__Given records__

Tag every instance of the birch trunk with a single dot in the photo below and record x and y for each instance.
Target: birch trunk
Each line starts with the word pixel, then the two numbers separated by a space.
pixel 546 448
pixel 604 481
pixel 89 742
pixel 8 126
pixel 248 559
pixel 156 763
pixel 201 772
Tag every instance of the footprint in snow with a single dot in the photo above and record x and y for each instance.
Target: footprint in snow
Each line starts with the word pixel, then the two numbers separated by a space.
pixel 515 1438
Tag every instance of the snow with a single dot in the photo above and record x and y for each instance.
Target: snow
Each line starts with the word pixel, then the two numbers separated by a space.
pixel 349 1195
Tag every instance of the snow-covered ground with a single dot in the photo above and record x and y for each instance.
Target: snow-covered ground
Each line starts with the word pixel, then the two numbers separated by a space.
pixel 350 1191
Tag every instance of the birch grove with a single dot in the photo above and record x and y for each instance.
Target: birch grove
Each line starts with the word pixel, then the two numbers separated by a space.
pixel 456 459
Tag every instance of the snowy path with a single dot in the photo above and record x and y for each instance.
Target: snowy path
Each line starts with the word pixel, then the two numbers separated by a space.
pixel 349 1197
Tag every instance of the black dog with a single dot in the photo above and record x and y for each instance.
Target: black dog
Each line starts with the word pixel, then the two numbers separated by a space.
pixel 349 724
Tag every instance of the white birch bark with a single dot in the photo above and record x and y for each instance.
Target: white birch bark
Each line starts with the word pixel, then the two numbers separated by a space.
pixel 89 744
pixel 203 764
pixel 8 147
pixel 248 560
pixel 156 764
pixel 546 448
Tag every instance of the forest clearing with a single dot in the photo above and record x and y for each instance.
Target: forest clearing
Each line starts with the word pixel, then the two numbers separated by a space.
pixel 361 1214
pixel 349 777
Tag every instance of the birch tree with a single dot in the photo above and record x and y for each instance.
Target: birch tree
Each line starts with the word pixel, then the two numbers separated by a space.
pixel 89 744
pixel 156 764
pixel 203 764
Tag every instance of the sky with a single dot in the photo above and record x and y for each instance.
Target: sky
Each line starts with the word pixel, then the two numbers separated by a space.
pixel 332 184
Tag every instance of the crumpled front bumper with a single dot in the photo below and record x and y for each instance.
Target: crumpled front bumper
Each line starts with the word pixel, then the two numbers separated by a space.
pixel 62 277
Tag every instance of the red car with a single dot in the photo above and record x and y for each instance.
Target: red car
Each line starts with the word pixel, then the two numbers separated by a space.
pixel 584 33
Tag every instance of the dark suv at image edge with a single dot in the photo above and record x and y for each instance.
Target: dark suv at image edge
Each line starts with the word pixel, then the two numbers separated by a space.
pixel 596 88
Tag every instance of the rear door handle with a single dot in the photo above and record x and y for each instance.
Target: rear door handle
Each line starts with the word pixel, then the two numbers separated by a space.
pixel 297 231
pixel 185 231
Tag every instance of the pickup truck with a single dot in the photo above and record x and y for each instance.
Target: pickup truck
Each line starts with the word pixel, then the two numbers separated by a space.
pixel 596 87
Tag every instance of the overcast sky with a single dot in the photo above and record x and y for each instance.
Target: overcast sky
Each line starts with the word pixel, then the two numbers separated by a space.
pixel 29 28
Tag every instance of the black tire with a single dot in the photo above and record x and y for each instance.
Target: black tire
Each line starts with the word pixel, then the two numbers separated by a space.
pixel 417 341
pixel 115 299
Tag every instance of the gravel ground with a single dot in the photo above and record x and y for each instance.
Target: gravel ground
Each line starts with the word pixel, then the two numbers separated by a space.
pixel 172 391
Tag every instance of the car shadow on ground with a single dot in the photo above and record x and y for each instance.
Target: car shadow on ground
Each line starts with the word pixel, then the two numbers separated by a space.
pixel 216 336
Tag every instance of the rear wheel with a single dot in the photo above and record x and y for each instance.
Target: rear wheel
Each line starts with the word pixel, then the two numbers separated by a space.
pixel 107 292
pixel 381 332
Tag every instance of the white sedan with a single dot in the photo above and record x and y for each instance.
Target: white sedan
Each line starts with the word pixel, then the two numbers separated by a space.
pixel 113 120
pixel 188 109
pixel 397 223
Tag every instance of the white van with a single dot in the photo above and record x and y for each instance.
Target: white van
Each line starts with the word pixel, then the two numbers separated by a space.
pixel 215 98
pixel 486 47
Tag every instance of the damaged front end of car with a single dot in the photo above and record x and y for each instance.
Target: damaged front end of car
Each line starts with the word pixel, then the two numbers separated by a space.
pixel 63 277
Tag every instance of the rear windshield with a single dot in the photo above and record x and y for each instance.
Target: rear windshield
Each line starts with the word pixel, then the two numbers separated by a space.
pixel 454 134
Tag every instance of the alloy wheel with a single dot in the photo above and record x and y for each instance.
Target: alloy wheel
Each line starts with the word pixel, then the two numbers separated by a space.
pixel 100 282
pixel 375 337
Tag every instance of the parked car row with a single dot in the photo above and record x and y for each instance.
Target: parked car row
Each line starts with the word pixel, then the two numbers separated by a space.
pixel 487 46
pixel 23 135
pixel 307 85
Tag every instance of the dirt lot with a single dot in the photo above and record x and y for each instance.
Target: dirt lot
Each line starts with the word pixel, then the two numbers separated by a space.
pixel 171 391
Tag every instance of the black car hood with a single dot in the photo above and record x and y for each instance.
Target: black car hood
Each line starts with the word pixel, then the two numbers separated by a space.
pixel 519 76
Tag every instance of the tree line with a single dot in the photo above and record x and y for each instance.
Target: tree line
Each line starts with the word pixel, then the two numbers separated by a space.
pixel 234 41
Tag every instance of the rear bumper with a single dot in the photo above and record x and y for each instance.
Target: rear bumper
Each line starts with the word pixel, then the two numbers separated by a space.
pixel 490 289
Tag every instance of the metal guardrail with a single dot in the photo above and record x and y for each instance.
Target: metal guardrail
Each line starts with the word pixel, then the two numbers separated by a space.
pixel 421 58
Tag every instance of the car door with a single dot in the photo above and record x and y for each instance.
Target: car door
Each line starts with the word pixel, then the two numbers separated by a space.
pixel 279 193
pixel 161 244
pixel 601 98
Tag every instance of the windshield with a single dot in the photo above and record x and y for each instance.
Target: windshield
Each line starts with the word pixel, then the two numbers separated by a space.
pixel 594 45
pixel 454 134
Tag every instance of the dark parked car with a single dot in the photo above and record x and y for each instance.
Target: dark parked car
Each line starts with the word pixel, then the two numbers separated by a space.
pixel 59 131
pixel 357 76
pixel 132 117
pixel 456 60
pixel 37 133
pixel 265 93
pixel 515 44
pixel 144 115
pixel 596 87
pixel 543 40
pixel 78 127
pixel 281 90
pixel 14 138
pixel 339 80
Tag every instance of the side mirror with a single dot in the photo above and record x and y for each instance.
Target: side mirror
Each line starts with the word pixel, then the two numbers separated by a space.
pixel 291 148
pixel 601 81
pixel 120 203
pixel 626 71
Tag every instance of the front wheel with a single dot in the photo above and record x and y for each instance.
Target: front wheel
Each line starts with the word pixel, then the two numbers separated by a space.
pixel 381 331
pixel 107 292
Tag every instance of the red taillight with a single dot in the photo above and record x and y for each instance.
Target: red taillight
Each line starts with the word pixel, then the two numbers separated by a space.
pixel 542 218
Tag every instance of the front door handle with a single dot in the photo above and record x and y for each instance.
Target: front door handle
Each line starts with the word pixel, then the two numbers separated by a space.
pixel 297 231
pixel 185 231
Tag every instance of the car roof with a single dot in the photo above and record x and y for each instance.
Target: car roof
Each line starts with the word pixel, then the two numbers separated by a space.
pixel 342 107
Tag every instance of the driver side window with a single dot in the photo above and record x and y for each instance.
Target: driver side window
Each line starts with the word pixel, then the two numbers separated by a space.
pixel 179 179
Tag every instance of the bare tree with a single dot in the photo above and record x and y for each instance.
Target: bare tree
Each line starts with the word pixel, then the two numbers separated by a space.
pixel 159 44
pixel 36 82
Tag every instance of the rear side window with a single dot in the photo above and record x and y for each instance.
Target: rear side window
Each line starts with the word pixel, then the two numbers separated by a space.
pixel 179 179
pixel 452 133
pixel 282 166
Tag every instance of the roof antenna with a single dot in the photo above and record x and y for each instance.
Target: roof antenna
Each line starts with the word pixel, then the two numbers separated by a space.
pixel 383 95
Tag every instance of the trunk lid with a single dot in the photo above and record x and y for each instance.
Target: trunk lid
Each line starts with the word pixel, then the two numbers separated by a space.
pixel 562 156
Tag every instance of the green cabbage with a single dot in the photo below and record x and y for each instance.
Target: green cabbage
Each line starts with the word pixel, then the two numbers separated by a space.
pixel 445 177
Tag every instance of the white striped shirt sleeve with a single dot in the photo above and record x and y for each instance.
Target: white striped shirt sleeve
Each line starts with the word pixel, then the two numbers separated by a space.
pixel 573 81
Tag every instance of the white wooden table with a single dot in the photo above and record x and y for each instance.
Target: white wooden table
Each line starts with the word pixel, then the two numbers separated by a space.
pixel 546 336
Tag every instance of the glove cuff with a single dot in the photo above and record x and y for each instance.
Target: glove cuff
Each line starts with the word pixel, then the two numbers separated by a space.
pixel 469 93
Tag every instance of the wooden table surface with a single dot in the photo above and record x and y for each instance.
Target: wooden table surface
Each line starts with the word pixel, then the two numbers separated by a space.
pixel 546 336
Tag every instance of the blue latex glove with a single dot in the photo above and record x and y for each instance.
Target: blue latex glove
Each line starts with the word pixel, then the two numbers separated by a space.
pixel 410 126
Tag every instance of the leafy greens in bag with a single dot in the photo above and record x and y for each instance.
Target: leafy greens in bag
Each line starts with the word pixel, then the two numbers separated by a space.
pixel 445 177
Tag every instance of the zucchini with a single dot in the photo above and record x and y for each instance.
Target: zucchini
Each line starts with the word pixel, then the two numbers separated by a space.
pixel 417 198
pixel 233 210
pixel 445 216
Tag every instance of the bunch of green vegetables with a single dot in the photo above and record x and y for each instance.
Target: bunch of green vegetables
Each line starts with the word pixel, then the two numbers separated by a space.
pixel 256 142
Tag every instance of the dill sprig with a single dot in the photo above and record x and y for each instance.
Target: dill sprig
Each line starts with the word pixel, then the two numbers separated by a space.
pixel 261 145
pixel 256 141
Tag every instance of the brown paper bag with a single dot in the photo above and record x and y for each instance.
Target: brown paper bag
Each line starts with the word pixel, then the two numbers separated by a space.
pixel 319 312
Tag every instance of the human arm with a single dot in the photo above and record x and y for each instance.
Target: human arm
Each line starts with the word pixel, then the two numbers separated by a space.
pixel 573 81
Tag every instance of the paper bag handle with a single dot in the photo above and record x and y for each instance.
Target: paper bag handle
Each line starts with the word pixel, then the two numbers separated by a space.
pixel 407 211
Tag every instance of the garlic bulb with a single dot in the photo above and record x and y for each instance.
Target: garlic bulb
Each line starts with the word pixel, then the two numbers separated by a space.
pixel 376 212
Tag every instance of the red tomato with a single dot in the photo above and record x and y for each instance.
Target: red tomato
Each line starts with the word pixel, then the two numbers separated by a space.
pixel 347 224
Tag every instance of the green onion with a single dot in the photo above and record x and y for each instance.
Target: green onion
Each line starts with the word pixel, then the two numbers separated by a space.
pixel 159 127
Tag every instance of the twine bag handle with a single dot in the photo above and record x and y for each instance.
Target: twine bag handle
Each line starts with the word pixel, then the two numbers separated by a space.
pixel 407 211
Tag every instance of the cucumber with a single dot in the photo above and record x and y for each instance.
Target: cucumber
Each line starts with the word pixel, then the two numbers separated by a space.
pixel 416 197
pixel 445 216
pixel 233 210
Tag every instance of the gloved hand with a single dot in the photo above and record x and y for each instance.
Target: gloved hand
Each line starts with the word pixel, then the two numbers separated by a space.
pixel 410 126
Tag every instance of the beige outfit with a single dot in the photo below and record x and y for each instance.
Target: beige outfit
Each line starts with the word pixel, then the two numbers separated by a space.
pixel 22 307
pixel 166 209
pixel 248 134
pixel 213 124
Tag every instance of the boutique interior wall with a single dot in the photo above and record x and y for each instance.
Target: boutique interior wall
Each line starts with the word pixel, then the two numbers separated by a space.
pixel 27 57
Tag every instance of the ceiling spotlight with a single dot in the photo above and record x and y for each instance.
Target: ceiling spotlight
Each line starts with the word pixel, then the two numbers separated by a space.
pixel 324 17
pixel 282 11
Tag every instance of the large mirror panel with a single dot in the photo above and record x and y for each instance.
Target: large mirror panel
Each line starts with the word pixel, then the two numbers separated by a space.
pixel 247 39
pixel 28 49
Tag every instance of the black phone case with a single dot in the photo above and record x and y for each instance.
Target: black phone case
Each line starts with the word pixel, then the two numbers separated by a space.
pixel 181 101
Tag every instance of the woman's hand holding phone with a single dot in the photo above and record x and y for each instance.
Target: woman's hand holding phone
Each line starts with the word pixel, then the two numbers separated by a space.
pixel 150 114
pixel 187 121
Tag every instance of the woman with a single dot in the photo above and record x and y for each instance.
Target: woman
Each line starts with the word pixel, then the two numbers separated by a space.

__Work instructions__
Going back over the entries above, copy word for word every line from the one that has "Target: pickup truck" on through the one that has "Target: white sedan".

__Response to the task__
Target: pickup truck
Each line starts with the word pixel, then the two numbers separated by a space.
pixel 596 87
Tag every instance of the overcast sky with a single dot in the photo above and record x and y for each instance.
Target: overcast sky
Each line starts with the word pixel, then the two numbers separated by a space.
pixel 29 28
Tag every instance of the black tire with a single dot in the photo above and record x and y for each instance.
Target: black tire
Each line starts with the word pixel, then the two numbers separated by a space.
pixel 417 341
pixel 115 299
Tag every instance of the gravel ground with a single dot in the photo above and record x and y for each instance.
Target: gravel ground
Each line starts with the word pixel, then the two numbers separated by a space.
pixel 172 391
Tag every instance of the car shadow on ground with a single dot in the photo above and record x and y for each instance.
Target: car shadow on ground
Each line starts with the word pixel, then the two numbers separated by a space.
pixel 216 336
Tag every instance of the rear wheel with a single dot in the photo above and record x and y for each instance.
Target: rear wheel
Each line starts with the word pixel, then the two numbers separated by a space.
pixel 107 292
pixel 381 332
Tag every instance of the white sedan with a single dot in the photo above and record x and y for each instance.
Target: white sedan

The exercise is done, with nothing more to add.